Over the next week the routine is the same, the two nurses always there, the intensivist making rounds with his team. When he learns you are a doctor, you are invited to join rounds on your father. Soon you are reporting your observations of your father’s condition. The big worries are possible: re-bleed, continuing leakage around the intracranial drain, and the continuing possibility of infection. You call home and ask the Chair for a leave of absence.

The drain continues to leak, and you tell Dr. Donaldson you want him to do the procedure to change the drain. He agrees and says he is calling in their neurointensive specialist, Dr. Ho to examine and consult on your father, as there is a salmonella outbreak at the university hospital, so they are afraid to transfer your father.

Dr. Ho comes very early or late after he has finished his other work at the university hospital, but he always makes sure you know in advance when he will be coming. You begin to trust the doctors and nurses and calm down a little.

Over the next month, your father stabilizes.  You and your mother are asked to give permission for a tracheostomy and feeding tube. Dr. Ho explains that many patients with severe strokes have these procedures, and they are reversed when the patient improves. You realize that you are good at diagnosis and treatment of critical patients in the ED but how little you know about the continuing care given a hospitalized critically ill patient. You are forced to rely on Dr. Ho’s expertise. You find it humbling and vow to learn more.

Over the course of a month your father has two intracranial drains inserted, a Greenfield filter, a tracheostomy, and a feeding tube.

Twenty-six days after the stroke your father is transferred to a hospital that specializes in caring for stroke patients.

You fly home. On the flight you have time to reflect on how you have changed. You were a doctor and then a family member. You will never forget the upside down and inside out that can happen in an instant. You will never again be satisfied with taking care of only the patients—families need care, and having been through the nightmare of your father’s illness, you vow to help other families. You write a list of what you will do.

  1. Talk to the social workers and care managers at your hospital to get their perspective and learn from them.
  2. Periodically attend morning report of other specialties to learn about the care provided in hospitals.
  3. Call your mom and dad to say hello and hear how they sound.
  4. Make visits home to parents more often before the next upside down inside out event. It comes to each of us at some time. You want as much good time as possible with your parents and family before it hits.

You fall into a restful sleep.

Epilogue
Your father is in a series of sub-acute rehab centers, some good and some that should be closed because of poor nursing care. Four months after the stroke he comes home, able to talk, eat, and use a walker with help.


Author’s note: The events described here are real. Dr. Taylor is based on an EP whose relative suffered a severe hemorrhagic stroke. Once you have experienced being a family member, you will, hopefully, never view other family members the same.

ABOUT THE AUTHOR

Dr. Kuhn is the Vice-Chair of Academic Affairs and a Professor of Clinical Medicine at Wayne State University.

1 Comment

  1. Been there, identify with “Dr. Taylor”, and agree. In my case my mother was hospitalized at a hospital her own father co-founded. She was NOT treated like a VIP. Yet she received exemplary care (this was an extremely well run hospital). The outcome was not as happy, as the stroke was extensive, she did not respond to every appropriate measure that was taken and died just before being transferred to hospice. And though she was in isolation because of zoster that hit her on the same day as the stroke (actually a real risk factor), the family felt fully supported, and we were at peace with the outcome. I especially appreciated that the nurses allowed me to show and explain to family the studies that proved the outcome was inevitable; that while providing care for her they also made sure we were fed and watered; and that the hospital provided internet so we could stream classical music to her during her last days. We should all be so lucky.

*Work instructions*. In the stroke account, how many days after the stroke is the father moved to a hospital that specializes in caring for stroke patients?

*Listed records*.
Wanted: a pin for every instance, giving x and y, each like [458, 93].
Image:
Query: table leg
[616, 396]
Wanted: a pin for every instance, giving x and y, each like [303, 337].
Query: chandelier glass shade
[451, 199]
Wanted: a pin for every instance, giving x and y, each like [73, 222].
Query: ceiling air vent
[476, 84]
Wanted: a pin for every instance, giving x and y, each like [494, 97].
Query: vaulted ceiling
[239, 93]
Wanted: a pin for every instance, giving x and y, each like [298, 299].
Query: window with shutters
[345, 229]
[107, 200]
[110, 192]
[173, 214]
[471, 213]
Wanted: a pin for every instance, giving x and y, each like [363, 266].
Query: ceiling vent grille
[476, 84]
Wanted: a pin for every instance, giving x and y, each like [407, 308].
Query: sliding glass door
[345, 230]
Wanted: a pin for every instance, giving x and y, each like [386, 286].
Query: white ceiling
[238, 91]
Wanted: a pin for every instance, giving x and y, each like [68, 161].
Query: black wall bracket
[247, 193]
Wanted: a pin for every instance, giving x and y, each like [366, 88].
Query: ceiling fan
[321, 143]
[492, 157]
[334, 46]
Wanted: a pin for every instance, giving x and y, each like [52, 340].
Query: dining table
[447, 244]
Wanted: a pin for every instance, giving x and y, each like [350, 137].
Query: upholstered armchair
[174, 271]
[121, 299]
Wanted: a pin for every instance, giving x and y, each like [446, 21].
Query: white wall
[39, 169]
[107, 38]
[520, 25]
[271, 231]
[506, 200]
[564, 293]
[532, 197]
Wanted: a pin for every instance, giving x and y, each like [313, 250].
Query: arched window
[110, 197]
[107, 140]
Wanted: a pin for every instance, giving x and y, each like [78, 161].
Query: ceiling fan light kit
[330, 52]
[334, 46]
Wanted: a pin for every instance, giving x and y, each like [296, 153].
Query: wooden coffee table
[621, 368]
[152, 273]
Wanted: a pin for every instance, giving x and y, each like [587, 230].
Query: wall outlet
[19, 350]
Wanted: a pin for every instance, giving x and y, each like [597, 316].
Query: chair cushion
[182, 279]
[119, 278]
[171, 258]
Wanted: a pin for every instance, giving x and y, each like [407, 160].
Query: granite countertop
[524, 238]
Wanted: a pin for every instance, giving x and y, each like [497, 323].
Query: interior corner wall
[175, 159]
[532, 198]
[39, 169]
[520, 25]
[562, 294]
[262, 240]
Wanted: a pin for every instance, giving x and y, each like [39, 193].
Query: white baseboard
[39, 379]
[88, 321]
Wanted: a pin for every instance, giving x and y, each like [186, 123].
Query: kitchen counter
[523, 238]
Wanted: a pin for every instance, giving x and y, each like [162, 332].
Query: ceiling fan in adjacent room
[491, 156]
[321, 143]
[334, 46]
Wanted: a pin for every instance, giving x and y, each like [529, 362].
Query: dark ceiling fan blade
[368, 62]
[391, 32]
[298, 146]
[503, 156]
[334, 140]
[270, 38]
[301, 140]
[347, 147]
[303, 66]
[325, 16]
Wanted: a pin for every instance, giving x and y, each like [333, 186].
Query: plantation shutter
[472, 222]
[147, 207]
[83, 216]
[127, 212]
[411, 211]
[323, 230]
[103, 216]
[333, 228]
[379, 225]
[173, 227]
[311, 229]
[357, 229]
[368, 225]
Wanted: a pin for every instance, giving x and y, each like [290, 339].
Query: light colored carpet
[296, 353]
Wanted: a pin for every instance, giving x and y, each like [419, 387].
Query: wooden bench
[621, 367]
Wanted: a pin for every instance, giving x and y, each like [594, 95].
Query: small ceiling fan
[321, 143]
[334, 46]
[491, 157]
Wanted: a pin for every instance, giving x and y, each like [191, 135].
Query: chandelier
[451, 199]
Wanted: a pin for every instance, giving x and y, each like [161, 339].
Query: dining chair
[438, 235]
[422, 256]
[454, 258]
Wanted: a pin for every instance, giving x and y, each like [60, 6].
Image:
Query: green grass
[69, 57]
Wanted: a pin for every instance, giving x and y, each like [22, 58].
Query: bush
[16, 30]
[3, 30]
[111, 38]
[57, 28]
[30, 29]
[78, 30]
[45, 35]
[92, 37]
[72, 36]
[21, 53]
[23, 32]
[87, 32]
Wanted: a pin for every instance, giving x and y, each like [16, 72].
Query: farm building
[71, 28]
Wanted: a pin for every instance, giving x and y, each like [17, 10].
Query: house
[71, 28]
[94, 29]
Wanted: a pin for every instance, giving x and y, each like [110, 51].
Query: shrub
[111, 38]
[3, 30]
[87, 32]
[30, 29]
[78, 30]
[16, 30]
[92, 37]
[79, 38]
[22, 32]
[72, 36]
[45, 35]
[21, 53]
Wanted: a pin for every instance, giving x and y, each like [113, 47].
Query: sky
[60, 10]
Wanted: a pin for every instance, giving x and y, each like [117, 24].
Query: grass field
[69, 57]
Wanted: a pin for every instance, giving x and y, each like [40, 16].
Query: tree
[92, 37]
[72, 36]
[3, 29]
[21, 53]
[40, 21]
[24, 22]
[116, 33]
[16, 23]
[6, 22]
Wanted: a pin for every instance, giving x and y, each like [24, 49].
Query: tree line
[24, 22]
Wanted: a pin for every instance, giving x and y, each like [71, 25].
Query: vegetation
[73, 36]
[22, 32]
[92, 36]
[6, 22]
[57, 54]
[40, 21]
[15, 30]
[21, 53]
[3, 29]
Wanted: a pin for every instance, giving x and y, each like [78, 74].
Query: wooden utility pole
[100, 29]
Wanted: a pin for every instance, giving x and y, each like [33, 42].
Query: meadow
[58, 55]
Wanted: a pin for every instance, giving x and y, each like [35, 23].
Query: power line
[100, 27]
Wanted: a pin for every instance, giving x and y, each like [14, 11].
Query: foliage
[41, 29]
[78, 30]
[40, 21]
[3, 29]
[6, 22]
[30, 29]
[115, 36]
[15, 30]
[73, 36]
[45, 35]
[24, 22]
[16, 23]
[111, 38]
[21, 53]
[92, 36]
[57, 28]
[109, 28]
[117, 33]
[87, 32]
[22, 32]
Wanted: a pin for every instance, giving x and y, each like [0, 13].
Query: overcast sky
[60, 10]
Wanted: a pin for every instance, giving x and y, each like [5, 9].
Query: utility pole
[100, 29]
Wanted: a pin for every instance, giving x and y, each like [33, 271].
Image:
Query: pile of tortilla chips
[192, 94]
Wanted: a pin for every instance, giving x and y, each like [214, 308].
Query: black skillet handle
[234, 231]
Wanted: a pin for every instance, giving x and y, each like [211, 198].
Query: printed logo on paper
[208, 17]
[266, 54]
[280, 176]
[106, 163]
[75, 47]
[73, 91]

*Your response*. Twenty-six days.